▶ [Goal of the exercise]:
Extend the mineralogy notes on rocks, feldspars, and diamond from the point where they stop.

QAPF diagram classifies felsic rocks by proportion of Quartz, Alkali feldspar, Plagioclase, and Foid. Foid and Quartz are exclusive.
Feldspar: aluminum tectosilicate.
- Alkali feldspar like orthoclase has potassium (K-feldspar) or sodium.
- Moonstone rock has adularescence, a milky, bluish, interior luster arising from diffraction through alternating layers (lamellae) of alkali feldspars.
- Plagioclase has sodium and calcium.
- Labradorite is intermediate to calcic. It displays labradorescence, an iridescence arising from phase exsolution lamellar separation of 128-252 nm due to slow cooling in the presence of a miscibility gap.
- Sunstone rock has aventurescence, a metallic glitter arising from platy inclusions of minute scales of red copper, hematite, or goethite parallel to the principal cleavage-plane.
Feldspathoid (foid rock) is a silica-undersaturated tectosilicate. Rare.
- Syenite.
- Sodalite is sodium aluminosilicate, 5 hardness, fluorescent. Blue color from trisulfur radical anions (S3•−) which substitute for chloride anions within the sodalite structure. The anion has high absorptivity at 595-620 nm.
- Lazurite is in the sodalite group.
- Lapis lazuli is an intense blue lazurite rock usually with pyrite and calcite inclusions. Used for ornamental carvings and ground to form ultramarine pigment.
Minerals
Grinding, cutting, faceting, and polishing improves the scintillation and brilliance of the rough gem, but is difficult for minerals with perfect cleavage.
Diamond is an isotropic cubic crystal with 0.044 dispersion, 440 GPa bulk modulus. A carat is 200 mg. High thermal conductivity of 22 W/(cm K). High 5.45 eV band gap. High breakdown voltage of 10 mV/cm. High chromatic dispersion.
- Type I: N > 5 ppm. >98% of natural diamond. Absorption edge ~330 nm.
- Mostly ocathedral due to uneven pressure.
- Type II: N <5 ppm. Absorption edge ~220 nm.
- Type IIa has N as the major impurity, electrically insulating.
- Type IIb is B-doped to make a p-type semiconductor. Can have a blue hue.
- No feasible n-type dopant–N has too high binding energy and P is too large.
- Surface terminates in C=O or C-OH bonds. Plasma treatment can terminate with C-H bonds.

▶ [Data shown]:
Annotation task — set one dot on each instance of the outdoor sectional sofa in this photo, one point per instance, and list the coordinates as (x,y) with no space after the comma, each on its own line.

▶ [Your response]:
- 1954. Howard Hall synthesizes diamond under high temperature high pressure (HTHP). 5 GPa at 1,600 C. metal solvent dissolves the graphite. Cubic press has higher surface area to volume ratio. $200k/machine. Mostly Type Ib, with single N substitutions, which can give a yellow hue.
- Aluminum, titanium, and zirconium (“getters”) absorb impurities
- Nitrogen doping gives a yellow or brown hue. Radiation moves N atoms to gaps or N-vacancy centers which give a pink hue.
- Detectable traces of the iron and cobalt catalyst.
- 1980. Chemical vapor deposition (CVD) synthesis. Microwaving to 3,00 C forms atomic hydrogen, which inhibits graphite formation. Vacuum chamber is easier to control. Mostly Type IIa. Detectable via pinpricks of graphite.
- X-ray tomography by TOMRA used to find the largest diamonds before breaking.
- Botswana (Lucara Karowe mine), Lesotho, Sierra Leone, Angola
- https://detail.1688.com/offer/751071300271.html
Moissanite: silicon carbide, 9.25 hardness, 0.104 dispersion, birefringent.
Cubic zirconia: zirconium dioxide, 8 hardness.
Zircon Zr(SiO4), 7.5 hardness. Brittle, no cleavage, high brilliance and dispersion. Heating brown zircon without oxygen turns it blue.
Corundum: transparent aluminum oxide Al2O3, 9 hardness, no cleavage, fluorescent. Heat treatment or irradiation can intensify color.
- Sapphire. Fe2+ or Ti4+ substitutions create localized areas of charge imbalance, and intervalence charge transfer absorbs yellow light. Notable mines in Ratnapura (“City of gems”) in Sri Lanka.
- Star sapphire has asterism (star-shaped concentration of light) when cut en cabochon (a domed, polished oval). It contains sub-microscopic inclusions of rutile (titanium dioxide) needles oriented with three-fold symmetry. Corundum has a refractive index of 1.8, while rutile is 2.6. refract light.
- Ruby is red due to chromium substitutions. Fluoresces red under UV light, intensifying color. The Verneuil process creates synthetic ruby via flame fusion of ruby powder. Flux growth or pulling from molten material is also used.
Topaz: aluminum and fluorine silicate Al2SiO4F2, 8 hardness. Relatively abundant and clear. One weak plane of perfect cleavage.
Spinel: MgAl2O4, hardness 8, no cleavage, confused with ruby until 1783.
Emerald is a beryl (Be3 Al2 Si6 O18), hardness 7.5, no cleavage. Green from chromium or vanadium impurities. Often has tree-like inclusions (jardin) which can reduce clarity. Often waxed or oiled to fill surface-reaching fractures to improve clarity and color. Majority mined in Colombia and Zambia.
- Aquamarine is a beryl containing iron, a pale blue-green.
- Chrysoberyl, beryl aluminate, can have a cat’s eye effect (chatoyancy). A silky, lustrous band of reflected light that shifts based on the viewer’s position. Caused by intergrowth of quartz and crocidolite (blue asbestos). Crocidolite is a type of amphibole asbestos, which forms needle-like fibers.
Garnet. Family including pyrope, almandine, spessartine, grossular, and androdite.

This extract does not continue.